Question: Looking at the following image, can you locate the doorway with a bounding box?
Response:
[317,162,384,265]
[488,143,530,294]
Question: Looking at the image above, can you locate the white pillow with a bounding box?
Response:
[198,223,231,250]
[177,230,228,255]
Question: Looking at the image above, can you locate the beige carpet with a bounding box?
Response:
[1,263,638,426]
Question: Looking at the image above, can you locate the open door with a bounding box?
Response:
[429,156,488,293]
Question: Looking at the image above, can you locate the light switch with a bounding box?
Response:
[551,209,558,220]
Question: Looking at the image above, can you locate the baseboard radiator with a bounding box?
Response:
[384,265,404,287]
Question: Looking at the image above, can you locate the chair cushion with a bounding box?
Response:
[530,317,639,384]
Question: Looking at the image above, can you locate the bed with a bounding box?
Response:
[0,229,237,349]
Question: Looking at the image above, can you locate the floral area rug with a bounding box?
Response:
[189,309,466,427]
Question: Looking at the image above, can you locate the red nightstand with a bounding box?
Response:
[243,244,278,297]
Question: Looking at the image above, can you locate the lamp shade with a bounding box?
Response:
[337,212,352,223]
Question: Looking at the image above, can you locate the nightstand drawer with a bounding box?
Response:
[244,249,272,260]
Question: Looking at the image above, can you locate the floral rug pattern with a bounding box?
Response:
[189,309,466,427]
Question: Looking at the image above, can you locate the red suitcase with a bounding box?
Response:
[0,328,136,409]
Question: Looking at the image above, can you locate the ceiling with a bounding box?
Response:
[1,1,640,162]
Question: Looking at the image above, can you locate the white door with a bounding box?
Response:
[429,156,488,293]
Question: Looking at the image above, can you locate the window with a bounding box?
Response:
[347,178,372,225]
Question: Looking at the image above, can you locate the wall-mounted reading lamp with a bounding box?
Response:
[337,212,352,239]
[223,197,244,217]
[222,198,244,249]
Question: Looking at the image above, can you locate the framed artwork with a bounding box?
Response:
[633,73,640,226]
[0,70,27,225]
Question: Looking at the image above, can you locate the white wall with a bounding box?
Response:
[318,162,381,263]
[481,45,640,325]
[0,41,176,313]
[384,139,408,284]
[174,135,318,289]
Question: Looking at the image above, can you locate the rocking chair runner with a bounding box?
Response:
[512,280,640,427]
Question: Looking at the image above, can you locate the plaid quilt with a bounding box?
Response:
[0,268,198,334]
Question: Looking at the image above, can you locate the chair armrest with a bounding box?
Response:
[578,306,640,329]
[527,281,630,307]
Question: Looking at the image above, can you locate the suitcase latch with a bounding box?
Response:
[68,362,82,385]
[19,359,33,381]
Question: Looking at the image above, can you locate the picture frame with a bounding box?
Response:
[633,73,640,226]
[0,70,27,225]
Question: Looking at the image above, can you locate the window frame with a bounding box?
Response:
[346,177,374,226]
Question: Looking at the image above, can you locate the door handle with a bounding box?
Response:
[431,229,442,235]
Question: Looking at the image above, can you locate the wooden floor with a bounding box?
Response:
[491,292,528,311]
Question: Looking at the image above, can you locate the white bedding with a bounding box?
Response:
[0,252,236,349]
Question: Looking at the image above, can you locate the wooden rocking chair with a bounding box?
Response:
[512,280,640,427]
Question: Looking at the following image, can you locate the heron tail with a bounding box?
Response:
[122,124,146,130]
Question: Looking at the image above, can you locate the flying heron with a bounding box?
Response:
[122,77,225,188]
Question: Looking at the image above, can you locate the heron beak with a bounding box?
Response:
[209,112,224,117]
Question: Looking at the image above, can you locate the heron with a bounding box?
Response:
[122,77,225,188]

**PROBLEM TO WORK ON**. I'd like the entries above reproduced in full, exactly as they stand.

**SOLUTION FOR THIS PROBLEM**.
Question: Looking at the following image, can you locate the doorway with a bounding box?
Response:
[317,162,384,265]
[488,143,530,294]
Question: Looking at the image above, can you locate the white pillow with a bounding box?
Response:
[198,223,231,250]
[177,230,228,255]
Question: Looking at the image above, can you locate the beige carpet with a bounding box?
Response:
[1,263,638,426]
Question: Looking at the image above, can you locate the open door with a bounding box?
Response:
[429,156,488,293]
Question: Looking at the image above, can you locate the light switch with a bounding box?
Response:
[551,209,558,220]
Question: Looking at the image above, can you locate the baseboard radiator with a bounding box?
Response:
[384,265,404,287]
Question: Looking at the image above, can you locate the chair cushion with a bounding box?
Response:
[530,317,639,384]
Question: Looking at the image above, can you locate the bed with a bounding box?
Response:
[0,229,237,349]
Question: Looking at the image above, can you locate the floral area rug with a bounding box?
Response:
[189,309,466,427]
Question: Looking at the image above, can you locate the red nightstand with a bounding box?
Response:
[243,244,278,297]
Question: Looking at the image above, can you locate the lamp shade with a bounding box?
Response:
[337,212,352,223]
Question: Looking at the image above, can you locate the nightstand drawer with a bounding box?
Response:
[244,249,272,260]
Question: Looking at the image above, can you locate the floral rug pattern with a bounding box?
Response:
[189,309,466,427]
Question: Looking at the image above, can you locate the red suitcase with a bounding box?
Response:
[0,328,136,409]
Question: Looking at the image above, can you locate the ceiling with a bounding box?
Response:
[1,1,640,162]
Question: Looking at the image above, can you locate the white door with a bounding box?
Response:
[429,156,488,293]
Question: Looking at the image above, can you locate the window with a bounding box?
Response:
[347,178,372,225]
Question: Looking at the image above, can you locate the wall-mounted reading lamp with a bounding box?
Response:
[337,212,352,239]
[223,197,244,217]
[222,198,244,249]
Question: Looking at the image above, can you locate the framed artwork with a bounding box?
Response:
[633,73,640,226]
[0,70,27,225]
Question: Looking at the image above, can you locate the white wall with a bounding box?
Response:
[318,162,381,263]
[481,45,640,325]
[0,41,176,313]
[384,139,408,284]
[174,135,318,289]
Question: Looking at the image above, can you locate the rocking chair runner with a bounding box?
Response:
[512,280,640,427]
Question: Looking at the image above, can you locate the plaid quilt with a bounding box?
Response:
[0,268,198,334]
Question: Looking at the image above, can you locate the chair armrest with a bounding box?
Response:
[578,306,640,329]
[527,281,630,307]
Question: Looking at the image above, can you locate the suitcase latch with a bounding box?
Response:
[68,362,82,385]
[19,359,33,381]
Question: Looking at the image above, can you locate the picture frame with a bounding box?
Response:
[633,73,640,226]
[0,70,27,225]
Question: Looking at the image above, can you locate the window frame with a bounding box?
Response:
[346,177,374,226]
Question: Looking at the image above, can you locate the door handle with a bounding box?
Response:
[431,229,442,235]
Question: Looking at the image above, can you locate the wooden floor with a bounding box?
Response:
[491,292,528,311]
Question: Looking at the image above, can you locate the white bedding with a bounding box?
Response:
[0,252,236,349]
Question: Looking at the image above, can you locate the wooden rocking chair with a bounding box?
Response:
[512,280,640,427]
Question: Looking at the following image, can you locate the heron tail with a bounding box?
Response:
[122,124,146,130]
Question: Looking at the image above, can you locate the flying heron with a bounding box?
Response:
[122,77,225,188]
Question: Looking at the image above, can you locate the heron beak with a bounding box?
Response:
[209,112,224,117]
Question: Looking at the image above, can you locate the heron with a bounding box?
Response:
[122,77,225,188]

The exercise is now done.